**DOCUMENT PASSAGE:**

· · ·

Now the bot knows user’s name and can immediately make use of it in the conversation.


3. Ask what the user is contacting your service channel about

This is done just the same way as asking for user’s name: create a variable, e.g. $user_question$, a new topic “User’s question”, define change of topic from the theme “Ask for name” to “User’s question” and  create a new dialogue in which the user can share his concern:

 

For more information on collecting user data with a chatbot, have a look hier


4. Ask if the user is a customer

Now the bot will want to get information whether the user is already a customer or not and depending on that open a ticket for pre-sales team or ask for customer’s number and hand over to a customer support team.

To do that:

  • Create two topics: a new topic “Customer status” opening it with a question: “are you already a customer?” and “Customer number” opening with a question “please, give me your customer number”
  • Create two variables $customer_status$ and $customer_number$. The variable $customer_status$ should be able to store only an answer to a question “are you a customer?”, which can be either “yes” or “no”. Set the type of variable to “enumeration” and allow its values to be only “yes” or “no”. $customer_number$ will be numeric.

Create a new dialogue in the topic “Customer status” and condition bot-answers. If a user says yes, the bot should ask for customer’s number, otherwise it can hand over directly a ticket to pre-sales team. This is done by adding conditions to your bot which compare the value of the variable $customer_status$ to strings “yes” and “no” and if a condition is fulfilled, the respective bot-answer will be returned:

  • If a user is not yet a customer, the bot will directly open a ticket for an agent with a skill “sales support” (different skills can be defined in advance in channel settings).
  • If a user is a customer, the bot will jump to a topic “Customer number”.

The variable $customer_status$ is allowed to store only the values “yes” or “no”, therefore you need your bot to be able to respond in case a user writes something else. Using a wildcard * as user input, you can create a fallback bot response to any other text that a user writes prompting a user that a “yes” or “no” is expected at this point.

Set up the topic «Customer number“ in a similar fashion: it should include two dialogues, one covering the case when a a user writes his/her customer number and the bot hands over to an agent with  a skill „customer support“ and another a dialogue with a wildcard for the bot to respond to everthing else. What your bot will respond to an unrecognized user input is up to you: maybe it will prompts a user to enter his customer number again, or (not to be too annoying) directly hand over to an agent who should then in a live conversation try to find out a customer number.


5. Final improvements

First, go back to the „welcome“ dialogue and improve it a bit:

  • First, change „hi“ to a wildcard. You never know what a user is going to write to start a conversation in the channel. But whenever he/she does write something, the bot will great and start the dialogue flow.

· · ·

**ENTRIES PROVIDED:**
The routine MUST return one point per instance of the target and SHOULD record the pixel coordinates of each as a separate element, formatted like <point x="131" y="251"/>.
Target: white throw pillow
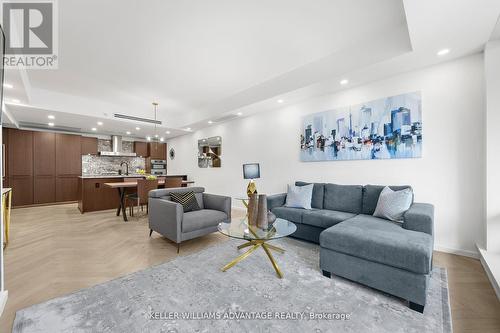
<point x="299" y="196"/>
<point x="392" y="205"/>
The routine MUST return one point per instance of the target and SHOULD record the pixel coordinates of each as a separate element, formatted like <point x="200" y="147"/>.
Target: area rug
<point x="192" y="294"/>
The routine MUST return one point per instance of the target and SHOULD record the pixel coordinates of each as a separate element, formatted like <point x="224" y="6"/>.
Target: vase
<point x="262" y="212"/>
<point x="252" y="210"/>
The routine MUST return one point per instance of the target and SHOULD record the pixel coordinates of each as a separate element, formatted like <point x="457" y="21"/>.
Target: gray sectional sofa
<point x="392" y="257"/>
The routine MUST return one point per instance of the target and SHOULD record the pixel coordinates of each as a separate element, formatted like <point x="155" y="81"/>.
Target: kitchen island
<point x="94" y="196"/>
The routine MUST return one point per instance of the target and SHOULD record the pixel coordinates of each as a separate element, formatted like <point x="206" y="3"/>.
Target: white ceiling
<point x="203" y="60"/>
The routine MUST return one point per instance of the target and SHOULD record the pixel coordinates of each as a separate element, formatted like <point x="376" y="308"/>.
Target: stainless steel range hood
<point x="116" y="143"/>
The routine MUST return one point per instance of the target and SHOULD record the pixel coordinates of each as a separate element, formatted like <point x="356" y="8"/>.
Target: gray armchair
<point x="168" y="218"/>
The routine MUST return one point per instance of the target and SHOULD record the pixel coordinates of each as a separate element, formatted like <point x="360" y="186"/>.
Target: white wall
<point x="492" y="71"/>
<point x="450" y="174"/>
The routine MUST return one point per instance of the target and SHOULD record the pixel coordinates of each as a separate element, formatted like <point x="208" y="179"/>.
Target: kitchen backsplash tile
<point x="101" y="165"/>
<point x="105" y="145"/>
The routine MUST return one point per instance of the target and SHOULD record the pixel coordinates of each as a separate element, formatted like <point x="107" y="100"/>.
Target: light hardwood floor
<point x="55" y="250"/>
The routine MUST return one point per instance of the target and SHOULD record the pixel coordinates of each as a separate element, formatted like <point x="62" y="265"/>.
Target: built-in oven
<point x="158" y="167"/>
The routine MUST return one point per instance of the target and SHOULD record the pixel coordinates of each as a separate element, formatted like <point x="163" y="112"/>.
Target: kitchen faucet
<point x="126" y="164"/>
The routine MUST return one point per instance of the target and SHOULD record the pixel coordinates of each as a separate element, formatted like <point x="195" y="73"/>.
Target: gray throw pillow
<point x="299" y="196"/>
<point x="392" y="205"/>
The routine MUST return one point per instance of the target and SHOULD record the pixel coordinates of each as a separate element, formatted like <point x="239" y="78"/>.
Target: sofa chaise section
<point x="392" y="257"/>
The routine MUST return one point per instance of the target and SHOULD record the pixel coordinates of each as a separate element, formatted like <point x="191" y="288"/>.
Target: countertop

· · ·

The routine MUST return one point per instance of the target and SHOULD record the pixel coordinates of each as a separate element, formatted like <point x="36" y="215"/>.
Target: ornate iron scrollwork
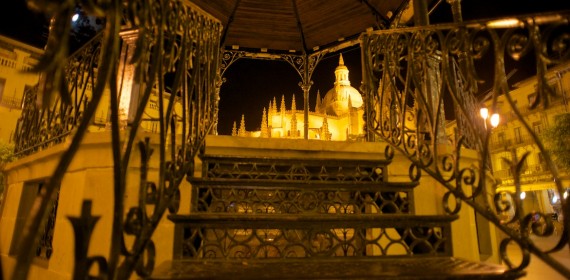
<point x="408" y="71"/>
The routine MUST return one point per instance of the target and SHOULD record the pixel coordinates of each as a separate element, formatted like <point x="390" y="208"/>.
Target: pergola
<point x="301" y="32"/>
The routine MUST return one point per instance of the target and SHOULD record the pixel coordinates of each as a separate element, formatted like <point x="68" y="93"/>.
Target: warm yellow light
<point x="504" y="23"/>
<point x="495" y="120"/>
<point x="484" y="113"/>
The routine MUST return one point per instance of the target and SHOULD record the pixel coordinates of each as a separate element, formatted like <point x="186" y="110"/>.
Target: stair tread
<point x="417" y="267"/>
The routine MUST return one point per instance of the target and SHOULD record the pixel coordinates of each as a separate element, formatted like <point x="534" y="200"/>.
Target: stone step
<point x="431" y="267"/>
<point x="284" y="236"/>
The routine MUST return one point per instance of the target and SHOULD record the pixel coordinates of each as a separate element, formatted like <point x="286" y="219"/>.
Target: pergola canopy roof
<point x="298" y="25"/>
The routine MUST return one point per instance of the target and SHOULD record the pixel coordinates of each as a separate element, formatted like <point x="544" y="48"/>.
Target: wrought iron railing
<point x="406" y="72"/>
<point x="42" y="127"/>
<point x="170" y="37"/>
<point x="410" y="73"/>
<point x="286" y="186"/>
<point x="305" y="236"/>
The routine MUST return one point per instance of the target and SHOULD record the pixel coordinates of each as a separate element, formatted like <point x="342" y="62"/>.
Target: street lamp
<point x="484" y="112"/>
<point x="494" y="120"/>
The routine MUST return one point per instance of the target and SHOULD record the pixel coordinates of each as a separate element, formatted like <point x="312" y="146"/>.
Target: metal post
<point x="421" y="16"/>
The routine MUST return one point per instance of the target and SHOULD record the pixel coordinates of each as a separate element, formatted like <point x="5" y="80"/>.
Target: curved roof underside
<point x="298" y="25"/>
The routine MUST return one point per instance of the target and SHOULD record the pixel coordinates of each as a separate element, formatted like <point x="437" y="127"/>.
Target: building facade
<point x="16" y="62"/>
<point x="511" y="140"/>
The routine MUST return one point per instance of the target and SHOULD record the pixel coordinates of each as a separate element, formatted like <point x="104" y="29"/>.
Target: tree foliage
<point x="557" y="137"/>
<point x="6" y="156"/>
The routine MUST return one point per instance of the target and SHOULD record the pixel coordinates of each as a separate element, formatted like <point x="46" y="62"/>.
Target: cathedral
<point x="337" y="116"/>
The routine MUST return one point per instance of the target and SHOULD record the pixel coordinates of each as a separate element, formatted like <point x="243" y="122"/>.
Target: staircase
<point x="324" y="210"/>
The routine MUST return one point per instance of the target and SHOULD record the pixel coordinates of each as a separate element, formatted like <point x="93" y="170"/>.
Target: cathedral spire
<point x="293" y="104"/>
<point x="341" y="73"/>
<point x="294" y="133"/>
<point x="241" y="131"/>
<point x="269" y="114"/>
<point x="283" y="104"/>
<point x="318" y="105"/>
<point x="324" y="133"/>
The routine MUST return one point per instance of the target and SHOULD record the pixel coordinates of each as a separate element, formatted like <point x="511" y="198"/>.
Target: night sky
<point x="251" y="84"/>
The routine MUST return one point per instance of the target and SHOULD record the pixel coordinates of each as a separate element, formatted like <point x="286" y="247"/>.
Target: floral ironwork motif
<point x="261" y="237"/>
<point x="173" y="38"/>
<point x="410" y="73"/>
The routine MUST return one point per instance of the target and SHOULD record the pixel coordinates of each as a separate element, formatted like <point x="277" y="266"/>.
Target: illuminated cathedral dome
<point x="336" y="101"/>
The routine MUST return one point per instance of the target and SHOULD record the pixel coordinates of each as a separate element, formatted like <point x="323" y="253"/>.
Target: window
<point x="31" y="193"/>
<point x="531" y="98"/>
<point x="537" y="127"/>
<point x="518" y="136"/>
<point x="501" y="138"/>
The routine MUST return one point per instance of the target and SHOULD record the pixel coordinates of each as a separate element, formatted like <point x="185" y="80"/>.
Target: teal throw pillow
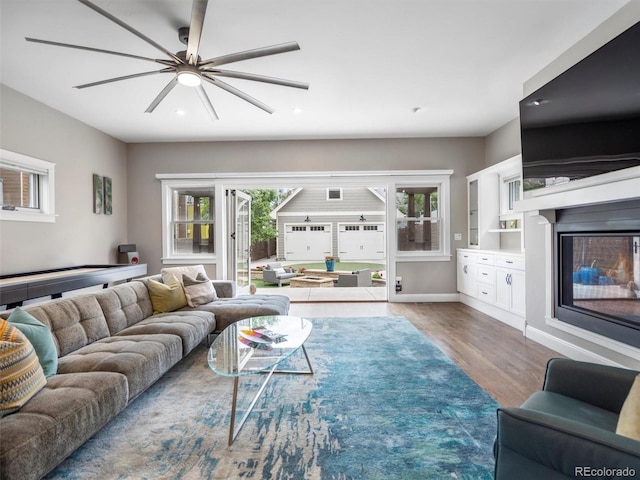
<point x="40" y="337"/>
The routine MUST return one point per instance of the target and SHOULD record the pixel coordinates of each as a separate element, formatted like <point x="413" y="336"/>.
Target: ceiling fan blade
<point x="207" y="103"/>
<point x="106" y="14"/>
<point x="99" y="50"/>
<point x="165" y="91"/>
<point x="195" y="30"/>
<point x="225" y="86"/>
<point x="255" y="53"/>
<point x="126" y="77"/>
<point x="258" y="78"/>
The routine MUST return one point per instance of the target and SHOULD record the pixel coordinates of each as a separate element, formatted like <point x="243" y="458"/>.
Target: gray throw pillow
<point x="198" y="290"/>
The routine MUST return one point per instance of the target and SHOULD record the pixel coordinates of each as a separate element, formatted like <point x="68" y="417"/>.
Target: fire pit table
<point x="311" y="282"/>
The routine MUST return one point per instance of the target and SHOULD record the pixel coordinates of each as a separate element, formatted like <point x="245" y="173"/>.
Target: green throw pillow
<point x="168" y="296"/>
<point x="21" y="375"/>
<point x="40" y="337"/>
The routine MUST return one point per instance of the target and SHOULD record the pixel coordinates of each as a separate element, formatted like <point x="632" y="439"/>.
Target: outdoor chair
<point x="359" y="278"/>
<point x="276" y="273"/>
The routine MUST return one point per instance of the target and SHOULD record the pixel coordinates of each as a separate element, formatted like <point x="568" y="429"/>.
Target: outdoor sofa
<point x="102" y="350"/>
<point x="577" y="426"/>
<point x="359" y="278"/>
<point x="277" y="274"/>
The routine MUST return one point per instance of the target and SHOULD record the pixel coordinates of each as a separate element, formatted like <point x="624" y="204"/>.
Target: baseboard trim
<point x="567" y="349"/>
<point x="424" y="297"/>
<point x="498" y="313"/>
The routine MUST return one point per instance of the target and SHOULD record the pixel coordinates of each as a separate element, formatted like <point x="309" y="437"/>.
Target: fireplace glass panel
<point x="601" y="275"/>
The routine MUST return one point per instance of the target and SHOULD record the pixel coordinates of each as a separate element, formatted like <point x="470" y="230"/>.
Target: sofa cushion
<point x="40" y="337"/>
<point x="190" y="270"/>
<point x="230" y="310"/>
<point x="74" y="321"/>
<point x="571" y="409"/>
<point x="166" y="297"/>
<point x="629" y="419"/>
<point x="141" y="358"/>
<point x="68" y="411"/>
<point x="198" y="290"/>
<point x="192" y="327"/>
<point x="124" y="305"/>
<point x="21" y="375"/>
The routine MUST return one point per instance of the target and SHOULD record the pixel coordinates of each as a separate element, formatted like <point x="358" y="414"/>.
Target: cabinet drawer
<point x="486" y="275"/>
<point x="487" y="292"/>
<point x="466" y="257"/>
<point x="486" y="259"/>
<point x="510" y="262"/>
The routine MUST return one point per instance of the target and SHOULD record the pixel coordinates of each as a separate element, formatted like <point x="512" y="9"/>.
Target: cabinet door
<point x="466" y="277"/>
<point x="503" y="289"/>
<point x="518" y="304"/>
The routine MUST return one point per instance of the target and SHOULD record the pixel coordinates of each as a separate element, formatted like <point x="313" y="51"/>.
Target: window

· · ·

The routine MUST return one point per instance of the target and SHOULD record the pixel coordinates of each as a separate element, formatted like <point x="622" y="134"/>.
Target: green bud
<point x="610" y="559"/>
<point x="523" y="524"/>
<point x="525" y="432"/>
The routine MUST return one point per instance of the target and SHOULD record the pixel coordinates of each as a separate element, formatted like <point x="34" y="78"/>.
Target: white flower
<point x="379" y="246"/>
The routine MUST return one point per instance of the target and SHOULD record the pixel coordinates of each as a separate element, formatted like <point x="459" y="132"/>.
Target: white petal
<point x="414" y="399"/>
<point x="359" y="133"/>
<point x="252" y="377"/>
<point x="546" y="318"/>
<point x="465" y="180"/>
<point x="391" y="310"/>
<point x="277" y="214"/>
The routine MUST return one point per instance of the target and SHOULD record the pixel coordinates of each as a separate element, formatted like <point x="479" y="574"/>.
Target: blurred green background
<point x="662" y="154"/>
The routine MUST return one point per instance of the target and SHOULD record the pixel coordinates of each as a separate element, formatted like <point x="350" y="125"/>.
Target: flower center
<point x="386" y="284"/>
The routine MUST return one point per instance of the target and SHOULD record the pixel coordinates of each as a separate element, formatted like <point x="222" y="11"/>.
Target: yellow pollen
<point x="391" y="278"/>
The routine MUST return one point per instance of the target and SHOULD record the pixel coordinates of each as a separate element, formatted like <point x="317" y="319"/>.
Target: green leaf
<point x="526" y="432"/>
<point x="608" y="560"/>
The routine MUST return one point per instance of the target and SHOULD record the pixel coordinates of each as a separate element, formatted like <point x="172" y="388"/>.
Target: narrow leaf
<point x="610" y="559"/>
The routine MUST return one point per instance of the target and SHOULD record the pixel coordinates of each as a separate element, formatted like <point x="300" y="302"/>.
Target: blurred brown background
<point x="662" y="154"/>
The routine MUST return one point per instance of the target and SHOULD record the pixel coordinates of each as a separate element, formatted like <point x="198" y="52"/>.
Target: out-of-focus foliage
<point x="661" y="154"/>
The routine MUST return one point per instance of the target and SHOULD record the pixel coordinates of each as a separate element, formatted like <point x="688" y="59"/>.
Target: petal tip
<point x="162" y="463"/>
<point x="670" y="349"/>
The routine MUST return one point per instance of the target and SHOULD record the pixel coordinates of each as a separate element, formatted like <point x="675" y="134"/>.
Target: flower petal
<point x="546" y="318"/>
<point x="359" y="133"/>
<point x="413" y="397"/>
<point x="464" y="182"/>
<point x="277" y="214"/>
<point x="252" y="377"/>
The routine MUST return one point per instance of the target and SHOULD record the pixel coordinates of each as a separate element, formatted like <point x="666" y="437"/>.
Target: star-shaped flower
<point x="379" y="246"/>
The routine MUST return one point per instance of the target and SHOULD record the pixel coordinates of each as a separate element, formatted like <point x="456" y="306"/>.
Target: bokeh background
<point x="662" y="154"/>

· · ·

**WHAT YOU SHOULD DO:**
In the chatbot setup guide, what type should the variable $customer_status$ be set to? The listing has no role in what comes next.

**SOLUTION FOR THIS EXERCISE:**
It should be set to "enumeration," with its values limited to "yes" or "no."